(The exercise):
Could you copy the items below word for word, starting at the line that contains "Can you find the window with" and ending after the line that contains "point(478, 308)", with nothing else?

(Material):
>> begin
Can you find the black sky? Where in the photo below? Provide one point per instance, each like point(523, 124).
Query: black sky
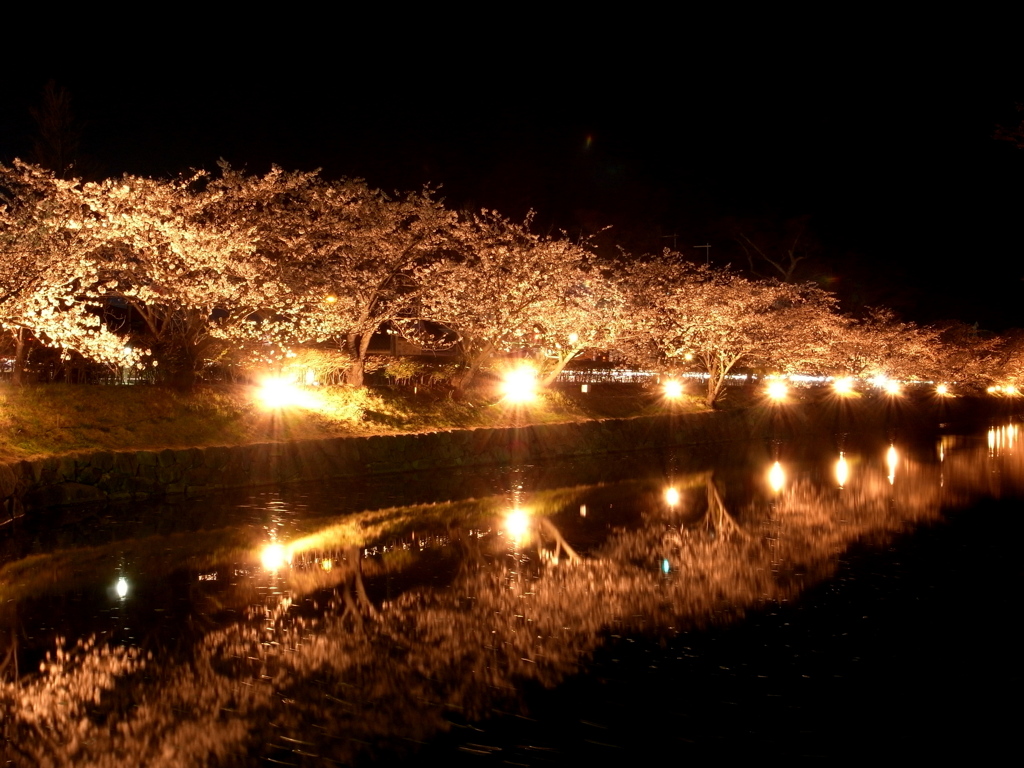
point(887, 143)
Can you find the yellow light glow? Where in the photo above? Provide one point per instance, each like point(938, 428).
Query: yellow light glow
point(275, 392)
point(843, 386)
point(673, 389)
point(520, 385)
point(517, 524)
point(274, 557)
point(842, 470)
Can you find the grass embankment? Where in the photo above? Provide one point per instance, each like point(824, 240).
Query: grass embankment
point(47, 420)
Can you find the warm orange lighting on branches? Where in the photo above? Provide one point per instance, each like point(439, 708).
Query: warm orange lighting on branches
point(777, 390)
point(673, 389)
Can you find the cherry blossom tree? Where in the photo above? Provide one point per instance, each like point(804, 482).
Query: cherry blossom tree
point(48, 248)
point(880, 344)
point(721, 321)
point(184, 256)
point(508, 289)
point(348, 254)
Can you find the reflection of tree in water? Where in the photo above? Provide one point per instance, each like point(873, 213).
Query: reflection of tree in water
point(349, 656)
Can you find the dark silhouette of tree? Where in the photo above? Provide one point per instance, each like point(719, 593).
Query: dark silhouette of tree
point(57, 144)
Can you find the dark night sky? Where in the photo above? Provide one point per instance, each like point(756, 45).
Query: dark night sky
point(886, 144)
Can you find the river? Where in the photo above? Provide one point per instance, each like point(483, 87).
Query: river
point(836, 597)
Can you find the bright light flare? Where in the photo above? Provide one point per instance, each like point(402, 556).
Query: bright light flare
point(275, 392)
point(777, 390)
point(520, 385)
point(673, 389)
point(274, 556)
point(892, 459)
point(842, 470)
point(843, 387)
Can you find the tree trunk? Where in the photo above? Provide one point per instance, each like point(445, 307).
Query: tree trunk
point(20, 352)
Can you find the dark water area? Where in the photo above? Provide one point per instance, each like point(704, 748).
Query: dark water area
point(835, 597)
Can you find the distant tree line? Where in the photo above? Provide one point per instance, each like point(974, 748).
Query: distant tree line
point(187, 278)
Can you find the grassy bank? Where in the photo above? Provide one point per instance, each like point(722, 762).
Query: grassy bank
point(46, 420)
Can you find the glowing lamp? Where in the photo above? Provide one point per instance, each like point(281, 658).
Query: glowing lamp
point(842, 470)
point(520, 385)
point(777, 390)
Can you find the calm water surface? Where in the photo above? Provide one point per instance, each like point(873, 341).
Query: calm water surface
point(837, 597)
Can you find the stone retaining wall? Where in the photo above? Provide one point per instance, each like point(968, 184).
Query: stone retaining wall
point(97, 476)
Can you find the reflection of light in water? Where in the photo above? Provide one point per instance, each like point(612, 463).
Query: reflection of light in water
point(842, 471)
point(274, 556)
point(516, 523)
point(1001, 439)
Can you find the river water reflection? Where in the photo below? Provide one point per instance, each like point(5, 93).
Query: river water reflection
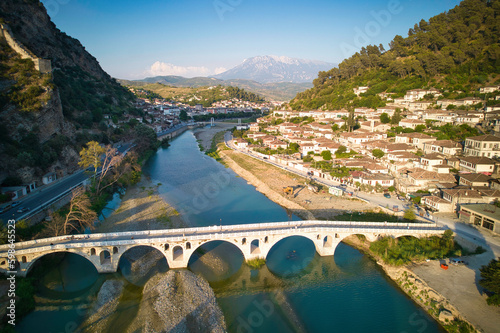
point(296, 291)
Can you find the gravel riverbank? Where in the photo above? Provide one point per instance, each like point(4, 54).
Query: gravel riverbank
point(445, 294)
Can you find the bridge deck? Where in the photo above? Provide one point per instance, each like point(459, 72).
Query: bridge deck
point(221, 232)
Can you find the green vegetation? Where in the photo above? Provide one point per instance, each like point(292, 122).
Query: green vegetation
point(367, 216)
point(490, 280)
point(86, 99)
point(456, 51)
point(205, 95)
point(256, 263)
point(206, 117)
point(409, 214)
point(377, 153)
point(403, 250)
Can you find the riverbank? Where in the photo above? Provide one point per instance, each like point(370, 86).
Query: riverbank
point(270, 181)
point(419, 290)
point(426, 283)
point(142, 208)
point(204, 135)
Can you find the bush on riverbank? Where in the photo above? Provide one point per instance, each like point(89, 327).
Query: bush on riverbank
point(256, 263)
point(490, 279)
point(404, 250)
point(367, 216)
point(218, 138)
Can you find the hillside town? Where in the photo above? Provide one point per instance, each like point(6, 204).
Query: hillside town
point(163, 114)
point(396, 149)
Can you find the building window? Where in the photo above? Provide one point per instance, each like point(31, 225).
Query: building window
point(488, 224)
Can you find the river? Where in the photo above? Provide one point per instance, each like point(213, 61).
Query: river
point(296, 291)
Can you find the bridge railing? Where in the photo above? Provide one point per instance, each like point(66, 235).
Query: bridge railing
point(184, 231)
point(391, 229)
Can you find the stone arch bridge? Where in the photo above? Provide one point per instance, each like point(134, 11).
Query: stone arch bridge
point(177, 245)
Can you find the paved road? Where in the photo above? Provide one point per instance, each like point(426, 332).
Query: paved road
point(48, 194)
point(479, 237)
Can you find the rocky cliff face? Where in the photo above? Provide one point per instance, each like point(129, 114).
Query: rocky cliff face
point(32, 26)
point(45, 118)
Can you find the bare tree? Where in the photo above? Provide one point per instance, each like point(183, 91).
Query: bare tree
point(106, 162)
point(80, 214)
point(110, 167)
point(54, 226)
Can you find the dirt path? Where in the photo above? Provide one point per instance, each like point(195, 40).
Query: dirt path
point(142, 209)
point(206, 134)
point(459, 285)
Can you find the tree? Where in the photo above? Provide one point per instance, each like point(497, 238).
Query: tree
point(79, 216)
point(420, 128)
point(384, 118)
point(490, 279)
point(183, 116)
point(341, 150)
point(377, 153)
point(396, 117)
point(107, 161)
point(327, 155)
point(409, 214)
point(91, 156)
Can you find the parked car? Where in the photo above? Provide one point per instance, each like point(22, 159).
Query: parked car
point(456, 261)
point(5, 208)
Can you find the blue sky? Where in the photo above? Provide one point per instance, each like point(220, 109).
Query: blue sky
point(136, 39)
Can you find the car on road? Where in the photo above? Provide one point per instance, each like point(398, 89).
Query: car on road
point(456, 261)
point(5, 208)
point(22, 209)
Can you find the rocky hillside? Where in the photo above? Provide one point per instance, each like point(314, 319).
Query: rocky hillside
point(457, 52)
point(45, 117)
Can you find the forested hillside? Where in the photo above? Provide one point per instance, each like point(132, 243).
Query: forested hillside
point(457, 51)
point(192, 96)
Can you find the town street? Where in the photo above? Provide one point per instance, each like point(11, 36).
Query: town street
point(487, 240)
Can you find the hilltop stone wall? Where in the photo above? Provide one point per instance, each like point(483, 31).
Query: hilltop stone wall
point(42, 65)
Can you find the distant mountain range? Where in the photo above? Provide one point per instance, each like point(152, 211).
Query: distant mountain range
point(281, 91)
point(274, 69)
point(275, 78)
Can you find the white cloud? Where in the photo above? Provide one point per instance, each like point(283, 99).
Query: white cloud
point(160, 68)
point(219, 70)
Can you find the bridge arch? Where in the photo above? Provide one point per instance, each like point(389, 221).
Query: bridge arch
point(178, 253)
point(27, 266)
point(293, 257)
point(119, 255)
point(105, 257)
point(229, 253)
point(234, 244)
point(255, 247)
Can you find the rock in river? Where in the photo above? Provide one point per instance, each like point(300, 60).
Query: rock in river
point(178, 301)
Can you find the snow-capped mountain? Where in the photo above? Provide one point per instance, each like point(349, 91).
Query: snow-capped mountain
point(270, 69)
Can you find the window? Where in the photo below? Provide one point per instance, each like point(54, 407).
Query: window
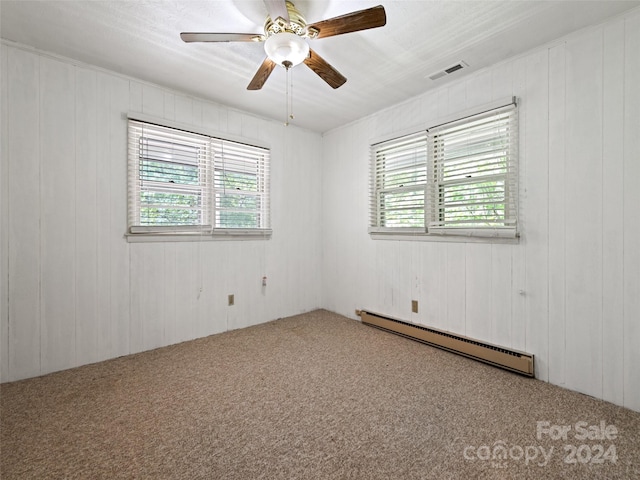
point(182, 182)
point(399, 179)
point(457, 178)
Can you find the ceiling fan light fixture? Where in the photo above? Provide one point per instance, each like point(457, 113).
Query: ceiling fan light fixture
point(286, 49)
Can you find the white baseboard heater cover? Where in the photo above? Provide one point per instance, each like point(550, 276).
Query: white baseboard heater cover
point(513, 360)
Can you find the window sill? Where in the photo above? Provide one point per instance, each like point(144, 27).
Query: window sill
point(235, 234)
point(437, 237)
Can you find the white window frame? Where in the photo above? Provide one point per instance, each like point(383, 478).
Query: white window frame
point(476, 152)
point(228, 206)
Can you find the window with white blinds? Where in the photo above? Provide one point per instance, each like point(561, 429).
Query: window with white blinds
point(457, 178)
point(241, 181)
point(398, 178)
point(473, 175)
point(182, 182)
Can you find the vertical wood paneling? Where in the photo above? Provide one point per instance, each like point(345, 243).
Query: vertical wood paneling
point(557, 215)
point(107, 346)
point(568, 291)
point(57, 163)
point(501, 81)
point(23, 83)
point(519, 252)
point(536, 165)
point(456, 287)
point(119, 282)
point(87, 215)
point(612, 214)
point(631, 218)
point(584, 213)
point(500, 294)
point(478, 308)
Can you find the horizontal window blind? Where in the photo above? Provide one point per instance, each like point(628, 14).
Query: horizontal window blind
point(398, 179)
point(473, 174)
point(182, 182)
point(169, 179)
point(241, 182)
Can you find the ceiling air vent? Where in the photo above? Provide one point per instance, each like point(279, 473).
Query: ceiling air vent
point(448, 70)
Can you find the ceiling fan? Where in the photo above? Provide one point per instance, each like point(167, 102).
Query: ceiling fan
point(285, 39)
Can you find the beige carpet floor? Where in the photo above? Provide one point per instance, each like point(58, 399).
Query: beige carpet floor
point(315, 396)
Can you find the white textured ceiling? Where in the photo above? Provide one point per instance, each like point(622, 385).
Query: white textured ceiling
point(383, 66)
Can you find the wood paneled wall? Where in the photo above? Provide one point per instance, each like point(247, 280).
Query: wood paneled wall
point(569, 291)
point(73, 290)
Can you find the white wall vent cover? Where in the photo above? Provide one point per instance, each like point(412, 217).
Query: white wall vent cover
point(449, 70)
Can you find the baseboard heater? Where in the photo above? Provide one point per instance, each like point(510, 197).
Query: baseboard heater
point(513, 360)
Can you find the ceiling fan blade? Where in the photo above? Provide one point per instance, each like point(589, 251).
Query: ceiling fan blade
point(220, 37)
point(325, 71)
point(262, 74)
point(351, 22)
point(277, 8)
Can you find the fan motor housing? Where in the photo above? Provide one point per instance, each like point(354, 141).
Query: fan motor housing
point(297, 24)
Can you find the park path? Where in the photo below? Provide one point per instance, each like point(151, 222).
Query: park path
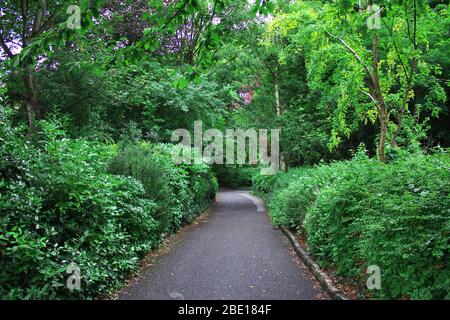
point(234, 254)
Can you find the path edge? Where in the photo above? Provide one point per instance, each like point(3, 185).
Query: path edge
point(314, 268)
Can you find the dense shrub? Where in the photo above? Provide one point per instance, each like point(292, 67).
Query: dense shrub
point(235, 176)
point(361, 212)
point(180, 192)
point(58, 205)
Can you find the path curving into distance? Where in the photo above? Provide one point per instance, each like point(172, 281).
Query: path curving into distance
point(235, 254)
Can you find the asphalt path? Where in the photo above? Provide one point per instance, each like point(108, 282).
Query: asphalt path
point(235, 254)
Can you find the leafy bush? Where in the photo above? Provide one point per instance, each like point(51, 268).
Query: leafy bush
point(180, 192)
point(236, 176)
point(361, 212)
point(58, 205)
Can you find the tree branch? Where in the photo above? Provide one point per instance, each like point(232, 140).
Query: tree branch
point(352, 51)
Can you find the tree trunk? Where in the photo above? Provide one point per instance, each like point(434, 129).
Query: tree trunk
point(383, 134)
point(278, 108)
point(382, 110)
point(31, 102)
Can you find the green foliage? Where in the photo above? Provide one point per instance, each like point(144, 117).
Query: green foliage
point(360, 213)
point(236, 176)
point(180, 192)
point(58, 204)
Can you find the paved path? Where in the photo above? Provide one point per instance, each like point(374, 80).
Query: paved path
point(236, 254)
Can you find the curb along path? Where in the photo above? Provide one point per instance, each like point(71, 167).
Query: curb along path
point(236, 254)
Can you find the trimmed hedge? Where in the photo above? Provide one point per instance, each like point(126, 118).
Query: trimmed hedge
point(63, 200)
point(236, 176)
point(360, 213)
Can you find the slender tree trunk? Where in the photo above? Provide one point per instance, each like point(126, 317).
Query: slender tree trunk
point(383, 135)
point(382, 110)
point(31, 101)
point(277, 91)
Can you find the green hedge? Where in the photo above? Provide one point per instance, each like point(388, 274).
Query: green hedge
point(361, 212)
point(60, 203)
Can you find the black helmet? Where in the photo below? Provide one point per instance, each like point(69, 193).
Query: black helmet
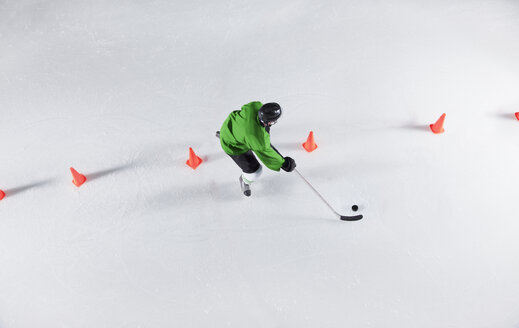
point(269, 113)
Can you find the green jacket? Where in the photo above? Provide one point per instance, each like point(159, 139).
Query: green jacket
point(242, 131)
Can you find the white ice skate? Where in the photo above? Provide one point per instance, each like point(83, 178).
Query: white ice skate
point(245, 188)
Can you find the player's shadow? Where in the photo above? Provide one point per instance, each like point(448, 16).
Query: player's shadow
point(21, 189)
point(102, 173)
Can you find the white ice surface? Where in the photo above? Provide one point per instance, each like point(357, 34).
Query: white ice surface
point(120, 89)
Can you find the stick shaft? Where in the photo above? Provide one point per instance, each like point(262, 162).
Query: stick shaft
point(318, 194)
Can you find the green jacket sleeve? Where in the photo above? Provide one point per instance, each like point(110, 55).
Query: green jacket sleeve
point(268, 155)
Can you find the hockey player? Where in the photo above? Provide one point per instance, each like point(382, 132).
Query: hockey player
point(246, 132)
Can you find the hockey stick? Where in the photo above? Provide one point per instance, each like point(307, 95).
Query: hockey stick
point(342, 217)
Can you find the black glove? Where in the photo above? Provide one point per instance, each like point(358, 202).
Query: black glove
point(289, 165)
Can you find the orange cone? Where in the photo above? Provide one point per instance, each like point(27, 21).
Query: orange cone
point(437, 127)
point(79, 179)
point(310, 145)
point(193, 160)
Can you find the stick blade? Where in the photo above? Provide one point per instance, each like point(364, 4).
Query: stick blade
point(351, 218)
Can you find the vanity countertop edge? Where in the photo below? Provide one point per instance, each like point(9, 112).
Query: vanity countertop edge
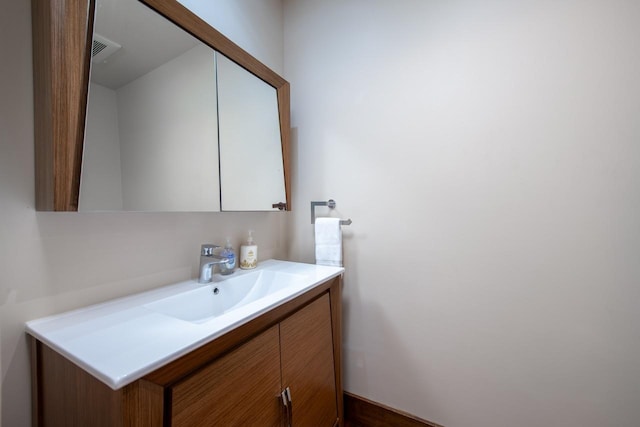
point(120, 341)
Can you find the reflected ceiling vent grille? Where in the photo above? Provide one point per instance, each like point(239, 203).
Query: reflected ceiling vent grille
point(102, 48)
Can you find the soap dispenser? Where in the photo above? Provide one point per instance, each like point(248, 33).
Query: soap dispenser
point(229, 266)
point(249, 253)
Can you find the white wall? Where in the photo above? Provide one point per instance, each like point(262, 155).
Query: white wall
point(50, 262)
point(488, 155)
point(101, 181)
point(168, 136)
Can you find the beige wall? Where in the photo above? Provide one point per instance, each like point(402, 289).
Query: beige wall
point(488, 154)
point(50, 262)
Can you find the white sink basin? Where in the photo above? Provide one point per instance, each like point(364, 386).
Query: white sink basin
point(122, 340)
point(214, 299)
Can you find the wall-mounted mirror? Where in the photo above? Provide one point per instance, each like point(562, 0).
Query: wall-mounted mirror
point(152, 125)
point(151, 132)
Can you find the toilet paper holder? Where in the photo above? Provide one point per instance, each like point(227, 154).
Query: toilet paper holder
point(331, 204)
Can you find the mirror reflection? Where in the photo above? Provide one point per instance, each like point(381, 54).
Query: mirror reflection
point(151, 139)
point(151, 132)
point(251, 166)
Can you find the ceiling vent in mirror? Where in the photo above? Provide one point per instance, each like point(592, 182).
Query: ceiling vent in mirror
point(102, 48)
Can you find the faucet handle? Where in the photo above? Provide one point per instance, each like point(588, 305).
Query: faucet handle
point(207, 249)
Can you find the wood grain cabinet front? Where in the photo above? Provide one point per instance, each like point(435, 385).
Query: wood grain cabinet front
point(245, 387)
point(282, 368)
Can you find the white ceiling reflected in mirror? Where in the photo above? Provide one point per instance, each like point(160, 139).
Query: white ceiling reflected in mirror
point(151, 130)
point(168, 129)
point(250, 142)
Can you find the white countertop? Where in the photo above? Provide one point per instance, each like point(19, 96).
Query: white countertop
point(120, 341)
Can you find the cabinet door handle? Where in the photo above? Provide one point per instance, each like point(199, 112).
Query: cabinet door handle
point(287, 410)
point(288, 405)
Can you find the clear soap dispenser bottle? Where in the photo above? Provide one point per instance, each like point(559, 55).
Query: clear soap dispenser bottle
point(249, 253)
point(228, 267)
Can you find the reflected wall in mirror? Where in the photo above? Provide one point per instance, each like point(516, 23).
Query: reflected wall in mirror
point(251, 164)
point(151, 130)
point(127, 143)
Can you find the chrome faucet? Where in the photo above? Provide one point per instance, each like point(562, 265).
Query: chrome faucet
point(208, 260)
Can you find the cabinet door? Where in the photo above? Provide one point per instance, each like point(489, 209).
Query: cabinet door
point(241, 388)
point(307, 365)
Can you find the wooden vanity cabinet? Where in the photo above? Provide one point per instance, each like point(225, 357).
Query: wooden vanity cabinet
point(237, 379)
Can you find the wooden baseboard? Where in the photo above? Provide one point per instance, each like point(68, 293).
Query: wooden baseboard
point(361, 412)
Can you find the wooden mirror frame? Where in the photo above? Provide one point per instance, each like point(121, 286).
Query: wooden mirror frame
point(62, 37)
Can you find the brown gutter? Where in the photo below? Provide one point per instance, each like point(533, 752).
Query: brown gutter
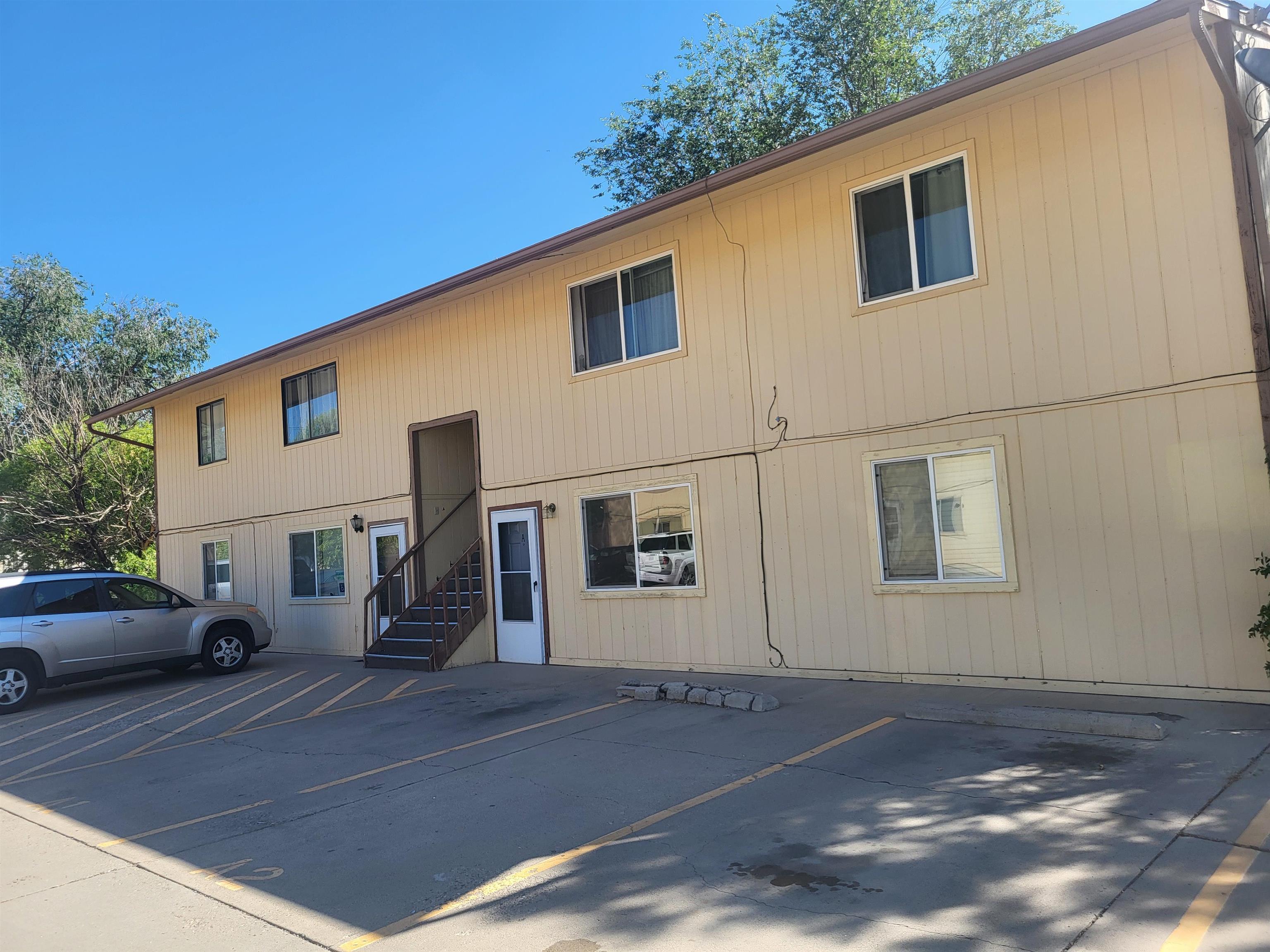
point(1022, 65)
point(88, 426)
point(1218, 49)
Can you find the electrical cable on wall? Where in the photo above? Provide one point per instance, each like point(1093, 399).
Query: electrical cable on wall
point(780, 423)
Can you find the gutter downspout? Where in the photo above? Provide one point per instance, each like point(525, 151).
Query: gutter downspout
point(1249, 200)
point(154, 471)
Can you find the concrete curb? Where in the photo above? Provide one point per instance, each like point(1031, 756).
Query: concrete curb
point(1047, 719)
point(689, 693)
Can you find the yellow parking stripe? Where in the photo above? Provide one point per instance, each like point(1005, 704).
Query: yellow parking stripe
point(59, 724)
point(86, 730)
point(339, 697)
point(461, 747)
point(268, 711)
point(135, 726)
point(178, 826)
point(399, 688)
point(183, 728)
point(507, 881)
point(24, 778)
point(1212, 899)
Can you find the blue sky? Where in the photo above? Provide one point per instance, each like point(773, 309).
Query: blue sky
point(277, 167)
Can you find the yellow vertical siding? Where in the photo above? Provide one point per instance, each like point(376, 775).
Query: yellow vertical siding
point(1104, 343)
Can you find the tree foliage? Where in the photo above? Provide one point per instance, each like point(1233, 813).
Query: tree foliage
point(68, 497)
point(1262, 626)
point(742, 92)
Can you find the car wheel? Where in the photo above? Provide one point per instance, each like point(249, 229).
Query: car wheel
point(17, 685)
point(225, 652)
>> end
(Solved exercise):
Can you find the window with white blinds? Where in the photo above? Provide one point per instance, each like point(561, 429).
Query: window with white blinds
point(457, 178)
point(241, 181)
point(398, 178)
point(473, 175)
point(182, 182)
Can you find the vertical wood paneling? Where in the photo above? Provide one point per instance, each like point(345, 243).
Query: vertical wood paneling
point(557, 215)
point(107, 346)
point(568, 291)
point(57, 163)
point(501, 81)
point(23, 83)
point(519, 252)
point(536, 165)
point(456, 287)
point(119, 282)
point(87, 215)
point(612, 214)
point(631, 218)
point(584, 213)
point(500, 294)
point(478, 308)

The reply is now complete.